- PROBLEM TO SOLVE
Copy out every line of the material below, including the request, and multiply each coordinate in the answers by 1.7, rounding to whole numbers with halves going up.

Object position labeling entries
<<<<

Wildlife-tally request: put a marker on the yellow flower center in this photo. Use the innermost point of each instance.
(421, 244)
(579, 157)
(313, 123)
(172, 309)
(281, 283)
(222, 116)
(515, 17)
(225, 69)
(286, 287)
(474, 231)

>>>>

- PROBLEM SOLUTION
Wildlife-tally request: put a marker on the yellow flower center in this photo. Use the innermost point of each instance.
(716, 415)
(984, 267)
(532, 209)
(292, 525)
(478, 481)
(377, 197)
(876, 29)
(383, 117)
(486, 488)
(806, 393)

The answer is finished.